§ WHAT TO PRODUCE
Output the rows below as a two-column CSV with the header instruction,points and one line for each row. Put the row's text under instruction and its answer under points, each in a single quoted field with line breaks turned into spaces, and leave the pictures out.

═════ MATERIAL SHOWN

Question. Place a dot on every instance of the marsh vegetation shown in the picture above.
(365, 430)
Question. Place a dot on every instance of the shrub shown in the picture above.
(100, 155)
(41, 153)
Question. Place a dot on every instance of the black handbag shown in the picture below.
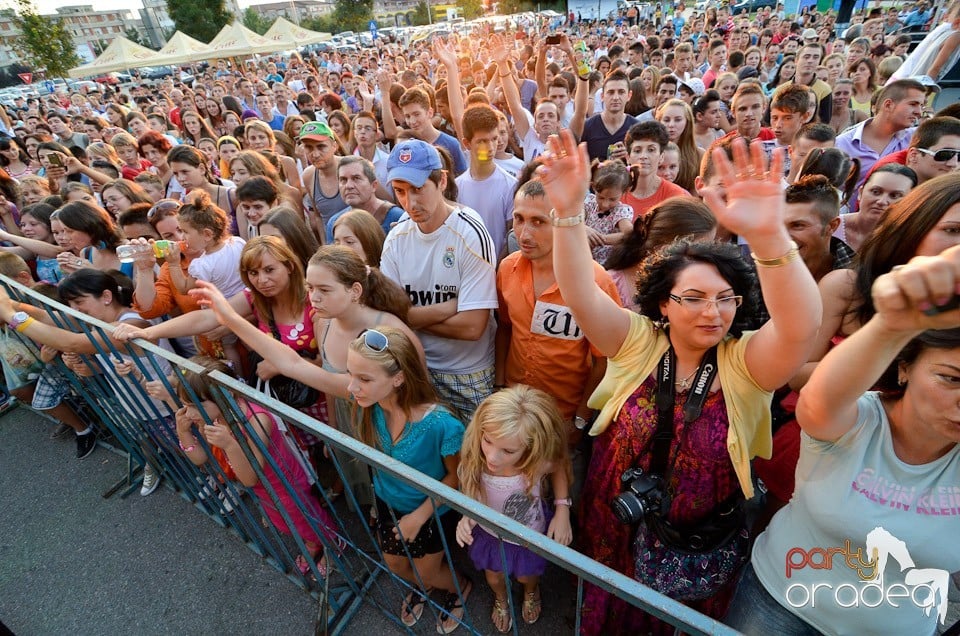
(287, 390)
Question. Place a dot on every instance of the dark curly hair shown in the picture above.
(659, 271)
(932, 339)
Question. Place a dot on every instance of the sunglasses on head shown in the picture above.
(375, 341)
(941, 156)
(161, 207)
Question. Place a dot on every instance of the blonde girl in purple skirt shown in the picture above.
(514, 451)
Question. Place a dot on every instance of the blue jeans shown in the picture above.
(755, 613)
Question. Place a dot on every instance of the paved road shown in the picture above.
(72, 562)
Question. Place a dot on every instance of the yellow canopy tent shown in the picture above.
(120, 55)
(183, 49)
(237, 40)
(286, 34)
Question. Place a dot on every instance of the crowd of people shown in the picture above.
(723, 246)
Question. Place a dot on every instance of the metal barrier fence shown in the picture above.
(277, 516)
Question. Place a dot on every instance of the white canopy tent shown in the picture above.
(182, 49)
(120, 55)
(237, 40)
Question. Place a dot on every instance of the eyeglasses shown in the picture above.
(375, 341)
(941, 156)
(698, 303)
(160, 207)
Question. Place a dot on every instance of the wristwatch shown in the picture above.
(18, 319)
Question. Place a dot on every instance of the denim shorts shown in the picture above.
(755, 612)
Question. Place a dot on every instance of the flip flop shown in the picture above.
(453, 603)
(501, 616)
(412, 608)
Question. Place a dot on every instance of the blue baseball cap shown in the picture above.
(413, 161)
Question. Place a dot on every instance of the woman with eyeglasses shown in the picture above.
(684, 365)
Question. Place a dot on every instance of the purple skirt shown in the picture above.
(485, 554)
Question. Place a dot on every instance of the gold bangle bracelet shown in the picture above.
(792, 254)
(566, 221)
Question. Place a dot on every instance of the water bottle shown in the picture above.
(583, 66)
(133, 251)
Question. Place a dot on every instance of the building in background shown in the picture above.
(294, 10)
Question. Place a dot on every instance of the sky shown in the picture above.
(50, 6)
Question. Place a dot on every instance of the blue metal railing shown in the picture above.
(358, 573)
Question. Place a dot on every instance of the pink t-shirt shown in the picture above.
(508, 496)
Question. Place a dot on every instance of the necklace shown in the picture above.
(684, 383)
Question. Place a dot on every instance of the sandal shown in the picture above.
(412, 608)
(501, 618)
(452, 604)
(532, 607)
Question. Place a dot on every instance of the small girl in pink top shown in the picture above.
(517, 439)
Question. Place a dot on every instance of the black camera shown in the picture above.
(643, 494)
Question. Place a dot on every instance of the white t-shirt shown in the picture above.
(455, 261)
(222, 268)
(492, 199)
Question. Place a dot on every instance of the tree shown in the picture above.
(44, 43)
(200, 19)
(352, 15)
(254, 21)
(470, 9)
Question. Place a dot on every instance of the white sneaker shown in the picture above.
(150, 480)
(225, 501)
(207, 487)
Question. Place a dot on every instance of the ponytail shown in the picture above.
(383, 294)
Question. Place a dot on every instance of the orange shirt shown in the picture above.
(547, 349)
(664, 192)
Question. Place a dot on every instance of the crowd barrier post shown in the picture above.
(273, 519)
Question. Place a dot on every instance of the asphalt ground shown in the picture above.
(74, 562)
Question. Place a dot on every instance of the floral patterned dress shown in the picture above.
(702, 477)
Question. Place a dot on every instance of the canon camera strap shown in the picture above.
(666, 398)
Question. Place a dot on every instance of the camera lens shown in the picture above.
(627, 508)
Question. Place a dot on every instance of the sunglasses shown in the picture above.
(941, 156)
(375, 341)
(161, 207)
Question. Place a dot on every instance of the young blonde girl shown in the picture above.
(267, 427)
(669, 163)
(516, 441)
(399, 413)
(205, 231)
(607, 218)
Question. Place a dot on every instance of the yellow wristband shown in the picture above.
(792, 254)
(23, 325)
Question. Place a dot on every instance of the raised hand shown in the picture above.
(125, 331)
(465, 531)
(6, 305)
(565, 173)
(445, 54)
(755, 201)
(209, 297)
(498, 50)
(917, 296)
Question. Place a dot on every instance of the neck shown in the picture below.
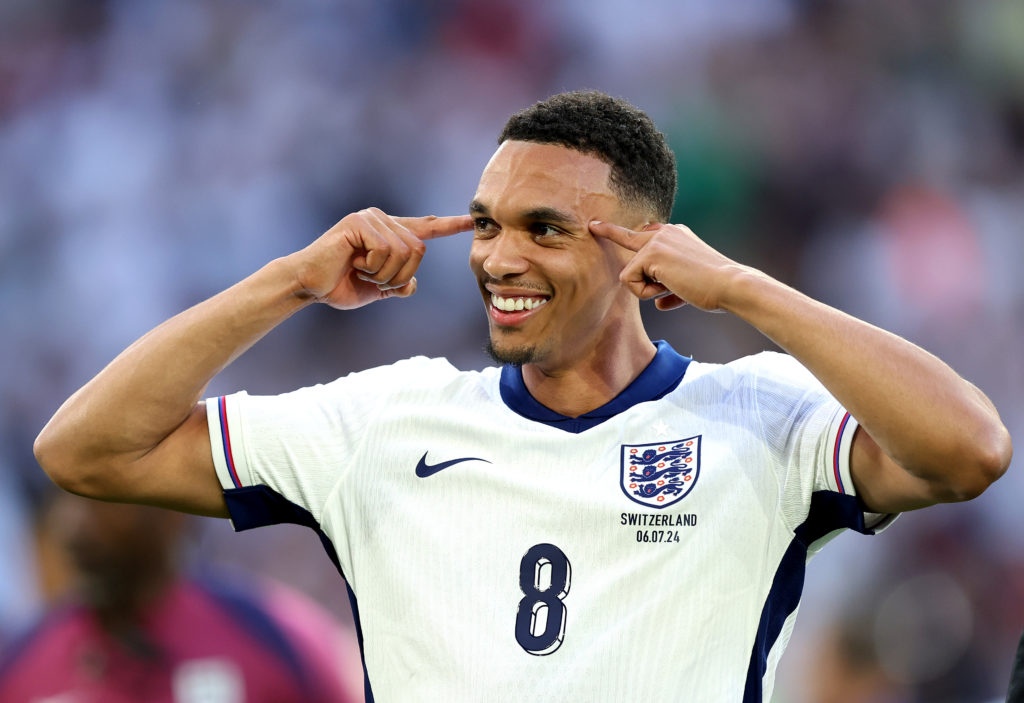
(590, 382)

══════════

§ SOLUTION
instruction,points
"Question. Place a dot on every instance of the marsh vegetation shown in the picture above.","(365, 430)"
"Question. Place a dot on every instance of the shrub shown in the picture above.","(100, 155) (41, 153)"
"Question. Place a dot on every instance of the black handbag shown in the picture below.","(287, 390)"
"Question. Place a dot on every instance of the dark curly hair shown in the picture above.","(659, 271) (932, 339)"
"Question. Place a dot on every instance of the sunglasses on head shown in the picture above.","(375, 341) (941, 156) (161, 207)"
"Question. Place a dot on every instance of the blonde girl in purple skirt shown in the picture above.","(514, 451)"
"Question. Place a dot on every instance of the blue jeans shown in the picture above.","(755, 613)"
"Question. Place a dot on every instance of the paved road shown in the picture above.","(72, 562)"
"Question. Place a dot on every instance of the yellow canopy tent shown in the picture above.","(120, 55) (183, 49) (237, 40) (286, 34)"
"Question. Place a dot on every instance of the crowd of people shown in the picture above.","(723, 246)"
"Question. Place a dot on every instance of the metal barrier fence shown in the picture above.","(277, 516)"
"Question. Place a dot on every instance of the white canopy tent shown in the picture above.","(182, 49) (120, 55) (237, 40)"
"Question. Place a dot on every instance of the eyeglasses shown in the picture above.","(375, 341) (941, 156) (698, 303) (160, 207)"
"Question. Place a dot on every instance of the wristwatch shown in the picture above.","(18, 319)"
"Question. Place a dot on every instance of the denim shorts shown in the picture above.","(755, 612)"
"Question. Place a dot on every instance of the flip flop shown in the picture above.","(453, 603) (501, 616) (412, 608)"
"Question. Place a dot on every instance of the blue baseball cap shown in the picture above.","(413, 161)"
"Question. Place a dot on every instance of the woman with eyeglasses shown in the picture above.","(684, 365)"
"Question. Place a dot on every instance of the purple skirt shown in the picture above.","(485, 554)"
"Question. Place a dot on every instance of the gold bangle bracelet shown in the picture above.","(792, 254) (566, 221)"
"Question. Place a dot on every instance of the water bottle shown in the picture above.","(583, 66) (133, 251)"
"Question. Place a dot on every instance of the building in background shown in the picture above.","(294, 10)"
"Question. Place a dot on every instance of the sky shown in the picture above.","(50, 6)"
"Question. Place a dot on every instance of the blue metal railing shown in the picture above.","(358, 573)"
"Question. Place a dot on every instance of the pink t-shirt shown in the picture above.","(508, 496)"
"Question. Place a dot on every instance of the necklace shown in the picture above.","(684, 383)"
"Question. Place a dot on every instance of the sandal shown in the picture above.","(412, 608) (501, 618) (452, 604) (532, 607)"
"Question. Place a dot on every instance of the small girl in pink top shown in the picture above.","(517, 439)"
"Question. Place a dot on every instance of the black camera shown in the picture above.","(643, 494)"
"Question. Place a dot on every instance of the white t-shirt shown in the picture above.","(455, 261) (222, 268) (492, 199)"
"Question. Place a dot on every instance of the tree shown in the picture above.","(44, 43) (200, 19) (352, 15) (254, 21) (470, 9)"
"Question. Place a dot on every instance of the white sneaker shown in the picture above.","(150, 480) (225, 501) (207, 487)"
"Question. Place a dot on every instance of the ponytail shown in the picture above.","(383, 294)"
"Question. Place a dot on every instance of the orange shirt shown in the picture above.","(547, 349) (664, 192)"
"Question. Place a dot on every instance of the crowd barrier post shown in the picture above.","(273, 519)"
"Question. Place a dot on every instance of the asphalt ground shown in the picture above.","(74, 562)"
"Question. Place a dot on every instance of the floral patterned dress shown in the picture above.","(702, 477)"
"Question. Place a dot on every instance of the canon camera strap shown in the picture above.","(666, 398)"
"Question. Place a dot on every instance of the camera lens shown in the picture above.","(627, 508)"
"Question. Place a dot on every instance of the sunglasses shown in the picture above.","(941, 156) (375, 341) (161, 207)"
"Question. Place a dot on every instance of the young blonde girl shown in the picture above.","(267, 427) (669, 163) (516, 441) (399, 413) (205, 231) (607, 218)"
"Question. Place a dot on every instance of the yellow wristband shown in the picture above.","(792, 254) (23, 325)"
"Question. Place a dot on every instance of the raised hand shown in the picture above.","(125, 331) (465, 531) (6, 305) (565, 173) (445, 54) (755, 201) (209, 297) (498, 50) (917, 296)"
"Question. Place a dot on every instance of the neck shown in the picture below.","(590, 382)"